BEGIN Available data

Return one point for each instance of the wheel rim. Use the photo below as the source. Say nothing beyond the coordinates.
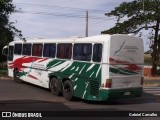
(16, 75)
(54, 86)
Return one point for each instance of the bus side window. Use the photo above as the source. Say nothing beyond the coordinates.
(10, 53)
(64, 50)
(97, 52)
(18, 49)
(49, 50)
(82, 52)
(37, 50)
(26, 49)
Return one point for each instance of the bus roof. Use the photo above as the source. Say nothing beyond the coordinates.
(94, 39)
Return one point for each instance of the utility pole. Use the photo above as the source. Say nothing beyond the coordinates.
(145, 17)
(86, 23)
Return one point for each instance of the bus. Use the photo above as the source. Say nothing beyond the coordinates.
(96, 68)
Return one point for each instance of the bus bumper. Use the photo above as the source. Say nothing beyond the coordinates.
(114, 94)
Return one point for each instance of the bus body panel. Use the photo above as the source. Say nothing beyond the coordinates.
(122, 63)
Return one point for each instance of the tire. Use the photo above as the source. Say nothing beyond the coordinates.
(68, 90)
(55, 87)
(16, 76)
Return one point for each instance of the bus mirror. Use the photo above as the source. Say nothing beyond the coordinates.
(5, 50)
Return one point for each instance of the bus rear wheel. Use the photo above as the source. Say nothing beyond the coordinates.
(55, 86)
(16, 76)
(68, 90)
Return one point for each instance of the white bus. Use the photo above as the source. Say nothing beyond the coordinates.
(98, 68)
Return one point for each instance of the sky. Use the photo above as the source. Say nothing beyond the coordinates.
(64, 18)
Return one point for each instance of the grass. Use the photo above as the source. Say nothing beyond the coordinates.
(3, 69)
(147, 59)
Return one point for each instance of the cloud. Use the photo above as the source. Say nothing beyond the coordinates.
(58, 21)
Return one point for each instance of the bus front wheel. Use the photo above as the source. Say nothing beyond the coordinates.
(55, 86)
(68, 90)
(16, 76)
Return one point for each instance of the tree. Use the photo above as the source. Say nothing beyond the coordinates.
(7, 29)
(140, 14)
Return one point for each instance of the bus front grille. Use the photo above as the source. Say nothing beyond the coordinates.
(94, 87)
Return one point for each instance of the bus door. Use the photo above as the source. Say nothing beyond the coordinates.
(10, 60)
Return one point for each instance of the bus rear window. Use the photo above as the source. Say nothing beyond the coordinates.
(49, 50)
(37, 50)
(64, 51)
(97, 52)
(82, 52)
(26, 49)
(18, 49)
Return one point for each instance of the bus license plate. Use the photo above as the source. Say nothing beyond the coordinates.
(127, 93)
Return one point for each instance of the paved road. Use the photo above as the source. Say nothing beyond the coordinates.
(27, 97)
(152, 90)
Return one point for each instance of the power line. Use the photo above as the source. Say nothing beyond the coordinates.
(55, 6)
(63, 15)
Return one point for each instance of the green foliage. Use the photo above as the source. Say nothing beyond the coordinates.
(138, 16)
(8, 30)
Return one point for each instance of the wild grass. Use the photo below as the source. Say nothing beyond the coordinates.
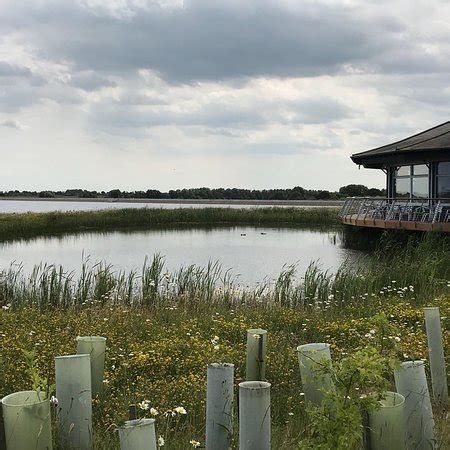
(160, 327)
(160, 355)
(14, 226)
(417, 270)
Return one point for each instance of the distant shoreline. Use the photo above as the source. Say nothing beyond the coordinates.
(329, 203)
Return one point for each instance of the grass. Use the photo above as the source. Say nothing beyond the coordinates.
(161, 356)
(160, 327)
(13, 226)
(422, 263)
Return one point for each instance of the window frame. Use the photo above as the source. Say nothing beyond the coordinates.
(411, 176)
(440, 176)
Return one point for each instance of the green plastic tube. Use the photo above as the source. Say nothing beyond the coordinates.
(95, 346)
(254, 415)
(411, 382)
(436, 356)
(219, 406)
(27, 421)
(311, 358)
(138, 434)
(256, 355)
(387, 424)
(73, 391)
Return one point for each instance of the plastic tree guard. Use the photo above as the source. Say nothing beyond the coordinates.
(138, 434)
(254, 415)
(73, 391)
(314, 381)
(95, 346)
(256, 355)
(387, 424)
(219, 406)
(27, 421)
(411, 382)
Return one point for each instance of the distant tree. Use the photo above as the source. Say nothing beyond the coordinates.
(374, 192)
(115, 193)
(354, 190)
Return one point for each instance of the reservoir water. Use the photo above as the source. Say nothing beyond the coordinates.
(251, 253)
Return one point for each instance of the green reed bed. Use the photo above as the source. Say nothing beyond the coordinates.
(35, 224)
(164, 328)
(417, 270)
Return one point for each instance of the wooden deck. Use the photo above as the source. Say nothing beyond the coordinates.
(358, 221)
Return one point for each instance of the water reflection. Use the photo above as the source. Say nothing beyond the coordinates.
(253, 253)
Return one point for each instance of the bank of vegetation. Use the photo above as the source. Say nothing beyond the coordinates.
(164, 328)
(204, 193)
(35, 224)
(417, 270)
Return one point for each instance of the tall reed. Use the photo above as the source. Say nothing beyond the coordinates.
(418, 271)
(15, 226)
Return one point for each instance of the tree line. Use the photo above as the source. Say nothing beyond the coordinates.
(203, 193)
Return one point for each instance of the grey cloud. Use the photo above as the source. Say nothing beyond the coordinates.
(11, 123)
(213, 40)
(11, 70)
(91, 81)
(222, 116)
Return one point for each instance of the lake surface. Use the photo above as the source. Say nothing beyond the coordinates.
(253, 253)
(23, 206)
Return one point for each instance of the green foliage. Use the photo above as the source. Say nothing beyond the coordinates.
(39, 384)
(405, 272)
(360, 380)
(15, 226)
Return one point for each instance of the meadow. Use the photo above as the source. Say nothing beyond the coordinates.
(163, 329)
(13, 226)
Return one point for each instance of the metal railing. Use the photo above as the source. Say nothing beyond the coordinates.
(431, 210)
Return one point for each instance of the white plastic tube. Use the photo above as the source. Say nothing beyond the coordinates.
(219, 406)
(73, 391)
(311, 358)
(138, 434)
(387, 424)
(411, 382)
(95, 346)
(436, 356)
(27, 421)
(254, 415)
(256, 355)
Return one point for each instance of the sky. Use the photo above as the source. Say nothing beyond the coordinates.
(137, 94)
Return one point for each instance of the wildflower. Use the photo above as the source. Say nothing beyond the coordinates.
(144, 405)
(180, 410)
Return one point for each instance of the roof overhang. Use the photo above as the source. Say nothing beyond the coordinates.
(401, 158)
(427, 146)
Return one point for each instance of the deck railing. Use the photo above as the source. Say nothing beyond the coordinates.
(431, 210)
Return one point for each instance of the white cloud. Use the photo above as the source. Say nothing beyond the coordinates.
(137, 94)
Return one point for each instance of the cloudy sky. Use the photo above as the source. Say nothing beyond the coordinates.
(140, 94)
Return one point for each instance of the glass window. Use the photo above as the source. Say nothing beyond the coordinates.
(444, 168)
(403, 171)
(403, 187)
(444, 187)
(420, 187)
(420, 169)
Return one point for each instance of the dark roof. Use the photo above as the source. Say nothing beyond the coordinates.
(426, 143)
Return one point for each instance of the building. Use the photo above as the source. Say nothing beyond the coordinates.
(417, 184)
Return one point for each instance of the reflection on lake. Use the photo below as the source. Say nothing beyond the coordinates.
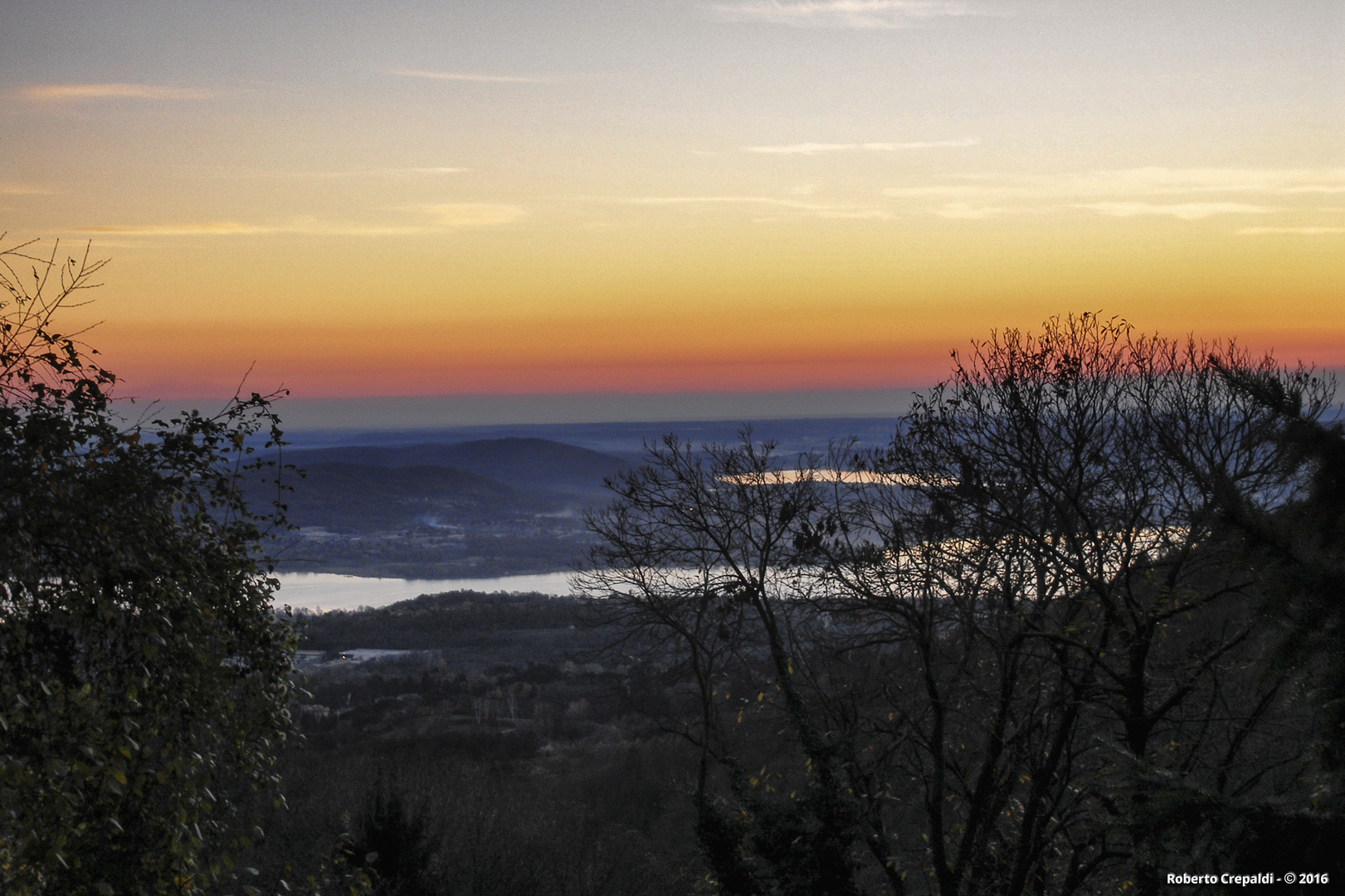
(329, 591)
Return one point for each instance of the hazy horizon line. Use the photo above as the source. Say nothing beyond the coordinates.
(435, 412)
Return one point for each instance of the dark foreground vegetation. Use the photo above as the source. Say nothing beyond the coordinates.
(468, 768)
(1078, 627)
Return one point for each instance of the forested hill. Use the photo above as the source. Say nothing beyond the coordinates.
(459, 510)
(535, 463)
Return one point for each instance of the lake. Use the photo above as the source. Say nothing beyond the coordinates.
(329, 591)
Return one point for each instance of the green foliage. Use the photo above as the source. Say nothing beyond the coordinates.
(144, 674)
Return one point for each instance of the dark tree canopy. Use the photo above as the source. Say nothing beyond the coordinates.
(144, 679)
(1040, 643)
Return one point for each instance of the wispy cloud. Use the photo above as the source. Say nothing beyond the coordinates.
(968, 212)
(467, 75)
(362, 173)
(1184, 210)
(471, 214)
(1133, 183)
(433, 218)
(846, 14)
(816, 149)
(1305, 231)
(1187, 194)
(74, 92)
(792, 207)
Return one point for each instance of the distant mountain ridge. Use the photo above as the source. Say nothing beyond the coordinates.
(532, 463)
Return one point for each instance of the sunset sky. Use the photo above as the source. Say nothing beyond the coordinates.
(472, 198)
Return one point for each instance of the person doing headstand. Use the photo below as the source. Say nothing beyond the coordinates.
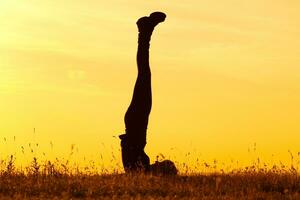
(133, 141)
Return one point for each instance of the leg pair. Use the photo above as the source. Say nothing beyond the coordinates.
(136, 118)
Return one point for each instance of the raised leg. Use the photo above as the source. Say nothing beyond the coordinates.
(136, 118)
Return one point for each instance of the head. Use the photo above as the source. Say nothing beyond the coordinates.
(165, 167)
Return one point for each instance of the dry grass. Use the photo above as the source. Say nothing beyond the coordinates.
(50, 181)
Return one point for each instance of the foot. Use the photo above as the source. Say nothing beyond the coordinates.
(147, 24)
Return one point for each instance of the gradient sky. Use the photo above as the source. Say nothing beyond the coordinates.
(226, 77)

END Available data

- **Exercise description**
Set down exactly, and only, the lines from the one with "Return one point for each instance of the foot." to the final line of the data.

- **Exercise response**
Return one point for each instance of the foot. Use the photo above as the source. Say nothing beyond the coordinates.
(147, 24)
Return one point for each instance of the gradient sky. Use the photo above as the source. Say nothing beyond the coordinates.
(226, 77)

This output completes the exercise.